--- The input ---
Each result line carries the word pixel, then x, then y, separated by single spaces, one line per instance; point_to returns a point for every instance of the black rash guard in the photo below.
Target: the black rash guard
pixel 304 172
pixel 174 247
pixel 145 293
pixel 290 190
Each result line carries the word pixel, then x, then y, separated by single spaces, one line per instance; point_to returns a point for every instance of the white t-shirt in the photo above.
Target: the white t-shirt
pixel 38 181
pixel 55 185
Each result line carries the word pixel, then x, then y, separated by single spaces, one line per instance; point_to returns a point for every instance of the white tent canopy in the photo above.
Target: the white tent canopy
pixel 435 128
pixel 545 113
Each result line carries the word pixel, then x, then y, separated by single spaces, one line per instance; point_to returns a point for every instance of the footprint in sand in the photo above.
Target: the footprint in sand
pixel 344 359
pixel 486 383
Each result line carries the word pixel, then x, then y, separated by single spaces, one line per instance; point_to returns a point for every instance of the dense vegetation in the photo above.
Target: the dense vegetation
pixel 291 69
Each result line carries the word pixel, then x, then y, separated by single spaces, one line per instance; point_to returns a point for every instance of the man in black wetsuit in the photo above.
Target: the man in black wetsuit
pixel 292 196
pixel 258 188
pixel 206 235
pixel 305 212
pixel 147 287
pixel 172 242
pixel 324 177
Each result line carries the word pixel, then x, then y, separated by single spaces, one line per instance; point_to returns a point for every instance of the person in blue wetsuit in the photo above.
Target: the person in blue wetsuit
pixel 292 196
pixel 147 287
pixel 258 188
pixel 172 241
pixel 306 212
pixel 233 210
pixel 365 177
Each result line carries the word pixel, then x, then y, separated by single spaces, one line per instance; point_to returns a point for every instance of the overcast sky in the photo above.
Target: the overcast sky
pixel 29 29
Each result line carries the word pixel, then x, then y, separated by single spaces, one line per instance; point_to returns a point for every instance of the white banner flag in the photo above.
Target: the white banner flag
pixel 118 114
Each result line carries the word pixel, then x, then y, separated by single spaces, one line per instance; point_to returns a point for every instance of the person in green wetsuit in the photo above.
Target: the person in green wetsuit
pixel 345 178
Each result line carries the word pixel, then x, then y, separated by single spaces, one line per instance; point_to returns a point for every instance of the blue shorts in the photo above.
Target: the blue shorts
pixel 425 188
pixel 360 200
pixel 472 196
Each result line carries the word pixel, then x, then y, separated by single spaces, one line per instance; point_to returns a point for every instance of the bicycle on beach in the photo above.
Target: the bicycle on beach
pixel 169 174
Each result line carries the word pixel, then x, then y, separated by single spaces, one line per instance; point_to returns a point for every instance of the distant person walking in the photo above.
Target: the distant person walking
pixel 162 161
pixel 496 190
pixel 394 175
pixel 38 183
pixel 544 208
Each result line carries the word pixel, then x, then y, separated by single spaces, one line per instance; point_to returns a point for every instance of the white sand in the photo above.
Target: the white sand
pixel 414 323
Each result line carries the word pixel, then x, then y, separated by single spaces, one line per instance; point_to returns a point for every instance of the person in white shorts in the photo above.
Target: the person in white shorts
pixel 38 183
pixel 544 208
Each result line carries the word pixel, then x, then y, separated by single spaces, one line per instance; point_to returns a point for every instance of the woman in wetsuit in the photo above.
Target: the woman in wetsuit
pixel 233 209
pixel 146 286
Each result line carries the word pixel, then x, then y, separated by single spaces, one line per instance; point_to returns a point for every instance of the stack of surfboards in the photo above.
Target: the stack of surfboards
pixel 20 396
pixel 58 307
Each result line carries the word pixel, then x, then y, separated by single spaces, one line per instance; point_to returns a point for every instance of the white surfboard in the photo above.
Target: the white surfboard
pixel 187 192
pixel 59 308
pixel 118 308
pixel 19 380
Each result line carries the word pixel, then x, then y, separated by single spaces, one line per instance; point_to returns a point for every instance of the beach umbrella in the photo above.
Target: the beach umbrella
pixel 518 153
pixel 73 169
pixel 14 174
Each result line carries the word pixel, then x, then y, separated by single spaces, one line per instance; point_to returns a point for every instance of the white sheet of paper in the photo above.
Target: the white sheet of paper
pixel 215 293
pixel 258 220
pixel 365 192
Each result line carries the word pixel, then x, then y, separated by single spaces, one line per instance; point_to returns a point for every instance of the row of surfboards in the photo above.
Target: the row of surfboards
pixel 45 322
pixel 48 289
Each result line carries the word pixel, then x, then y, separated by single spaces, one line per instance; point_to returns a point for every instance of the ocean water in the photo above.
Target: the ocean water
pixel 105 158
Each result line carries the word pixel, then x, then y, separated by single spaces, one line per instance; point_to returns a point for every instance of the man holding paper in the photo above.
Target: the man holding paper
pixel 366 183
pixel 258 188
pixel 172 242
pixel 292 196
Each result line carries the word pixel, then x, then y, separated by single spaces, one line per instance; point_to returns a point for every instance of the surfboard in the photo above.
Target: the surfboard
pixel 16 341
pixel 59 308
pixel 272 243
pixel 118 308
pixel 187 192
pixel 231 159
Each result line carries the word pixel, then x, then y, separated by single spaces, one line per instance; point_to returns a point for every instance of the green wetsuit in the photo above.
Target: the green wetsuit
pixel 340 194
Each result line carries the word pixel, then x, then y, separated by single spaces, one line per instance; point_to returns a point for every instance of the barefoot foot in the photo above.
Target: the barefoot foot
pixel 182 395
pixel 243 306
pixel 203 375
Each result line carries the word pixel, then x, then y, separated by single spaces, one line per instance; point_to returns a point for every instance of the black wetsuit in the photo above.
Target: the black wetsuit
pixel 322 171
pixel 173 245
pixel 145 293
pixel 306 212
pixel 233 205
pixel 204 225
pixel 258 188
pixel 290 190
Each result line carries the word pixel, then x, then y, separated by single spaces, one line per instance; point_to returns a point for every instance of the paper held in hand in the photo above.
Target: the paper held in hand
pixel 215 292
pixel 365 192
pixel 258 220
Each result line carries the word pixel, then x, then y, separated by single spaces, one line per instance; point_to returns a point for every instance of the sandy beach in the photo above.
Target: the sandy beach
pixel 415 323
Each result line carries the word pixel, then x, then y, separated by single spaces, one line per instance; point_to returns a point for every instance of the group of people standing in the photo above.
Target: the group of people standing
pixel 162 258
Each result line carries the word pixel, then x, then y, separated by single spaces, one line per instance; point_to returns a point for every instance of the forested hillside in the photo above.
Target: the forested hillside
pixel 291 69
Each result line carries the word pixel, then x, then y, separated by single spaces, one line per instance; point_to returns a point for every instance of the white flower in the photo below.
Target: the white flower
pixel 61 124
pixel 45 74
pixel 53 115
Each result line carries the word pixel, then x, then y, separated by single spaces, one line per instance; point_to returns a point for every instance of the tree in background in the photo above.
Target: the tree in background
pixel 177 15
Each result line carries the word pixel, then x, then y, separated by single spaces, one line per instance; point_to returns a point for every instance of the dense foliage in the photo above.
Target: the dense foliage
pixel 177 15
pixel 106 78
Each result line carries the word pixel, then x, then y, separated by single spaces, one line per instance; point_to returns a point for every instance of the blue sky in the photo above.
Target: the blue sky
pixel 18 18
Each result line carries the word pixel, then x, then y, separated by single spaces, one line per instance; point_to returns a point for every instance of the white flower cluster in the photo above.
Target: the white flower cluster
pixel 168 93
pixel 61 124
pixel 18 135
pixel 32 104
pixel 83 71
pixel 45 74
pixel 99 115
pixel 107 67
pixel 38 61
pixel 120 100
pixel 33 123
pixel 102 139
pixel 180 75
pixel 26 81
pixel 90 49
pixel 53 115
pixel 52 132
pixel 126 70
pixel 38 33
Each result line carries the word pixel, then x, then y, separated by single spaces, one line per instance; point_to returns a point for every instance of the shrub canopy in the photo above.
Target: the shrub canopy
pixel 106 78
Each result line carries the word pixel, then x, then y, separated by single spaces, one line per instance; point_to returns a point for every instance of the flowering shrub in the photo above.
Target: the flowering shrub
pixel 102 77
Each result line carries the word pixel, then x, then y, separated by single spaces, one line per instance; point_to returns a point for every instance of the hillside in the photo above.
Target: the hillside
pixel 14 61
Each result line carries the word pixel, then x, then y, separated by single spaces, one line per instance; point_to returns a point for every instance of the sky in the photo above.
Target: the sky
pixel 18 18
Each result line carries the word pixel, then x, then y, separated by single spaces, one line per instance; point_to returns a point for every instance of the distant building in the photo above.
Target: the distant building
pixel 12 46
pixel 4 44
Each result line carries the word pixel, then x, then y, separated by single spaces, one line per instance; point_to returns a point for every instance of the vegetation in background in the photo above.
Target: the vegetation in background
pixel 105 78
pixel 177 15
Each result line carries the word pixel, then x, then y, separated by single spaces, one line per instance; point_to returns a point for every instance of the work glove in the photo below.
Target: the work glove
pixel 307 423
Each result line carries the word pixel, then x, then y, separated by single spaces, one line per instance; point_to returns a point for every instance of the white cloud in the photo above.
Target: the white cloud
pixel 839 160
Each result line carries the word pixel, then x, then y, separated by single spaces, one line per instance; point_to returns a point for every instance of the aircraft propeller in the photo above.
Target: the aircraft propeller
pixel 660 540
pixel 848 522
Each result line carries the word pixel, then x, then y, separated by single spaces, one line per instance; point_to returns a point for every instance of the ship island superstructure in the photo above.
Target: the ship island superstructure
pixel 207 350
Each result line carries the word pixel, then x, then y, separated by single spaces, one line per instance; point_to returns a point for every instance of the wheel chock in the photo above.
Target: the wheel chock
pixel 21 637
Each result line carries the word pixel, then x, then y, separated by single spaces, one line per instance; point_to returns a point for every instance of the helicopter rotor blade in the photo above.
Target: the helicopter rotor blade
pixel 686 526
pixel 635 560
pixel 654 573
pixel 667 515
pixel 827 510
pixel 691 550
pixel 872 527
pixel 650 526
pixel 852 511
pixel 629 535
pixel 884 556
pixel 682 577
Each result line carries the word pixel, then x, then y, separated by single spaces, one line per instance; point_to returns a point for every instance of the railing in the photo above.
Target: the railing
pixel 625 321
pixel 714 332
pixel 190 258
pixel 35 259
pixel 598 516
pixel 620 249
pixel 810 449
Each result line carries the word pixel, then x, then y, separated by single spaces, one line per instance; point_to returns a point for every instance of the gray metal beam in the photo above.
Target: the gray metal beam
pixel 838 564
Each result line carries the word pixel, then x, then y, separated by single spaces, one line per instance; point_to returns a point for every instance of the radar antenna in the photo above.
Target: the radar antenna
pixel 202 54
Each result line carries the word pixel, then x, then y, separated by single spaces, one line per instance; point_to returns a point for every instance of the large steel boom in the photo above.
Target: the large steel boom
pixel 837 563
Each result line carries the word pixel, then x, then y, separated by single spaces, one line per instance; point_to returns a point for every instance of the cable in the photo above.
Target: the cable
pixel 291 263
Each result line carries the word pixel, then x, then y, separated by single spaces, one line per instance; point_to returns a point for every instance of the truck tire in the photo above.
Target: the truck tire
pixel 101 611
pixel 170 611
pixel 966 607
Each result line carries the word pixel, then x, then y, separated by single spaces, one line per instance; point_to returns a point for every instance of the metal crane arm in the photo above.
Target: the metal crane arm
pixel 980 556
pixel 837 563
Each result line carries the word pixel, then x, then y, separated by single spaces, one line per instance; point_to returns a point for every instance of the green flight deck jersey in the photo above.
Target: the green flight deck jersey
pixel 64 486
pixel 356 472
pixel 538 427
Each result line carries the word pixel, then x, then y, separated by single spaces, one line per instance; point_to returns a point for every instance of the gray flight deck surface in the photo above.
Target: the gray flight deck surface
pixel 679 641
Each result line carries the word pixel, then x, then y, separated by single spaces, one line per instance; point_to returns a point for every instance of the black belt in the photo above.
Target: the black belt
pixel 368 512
---
● What you need to do
Copy the stretch of the records above that runs from the line with "Target: the woman in wetsuit" through the line with "stack of surfboards in the photo above.". Both end lines belong in the copy, and nothing else does.

● Answer to this exercise
Target: the woman in wetsuit
pixel 233 209
pixel 146 286
Each result line carries the word pixel, then x, then y, separated by single spaces, one line per instance; point_to returns a point for every instance of the stack of surfboards in the photo above.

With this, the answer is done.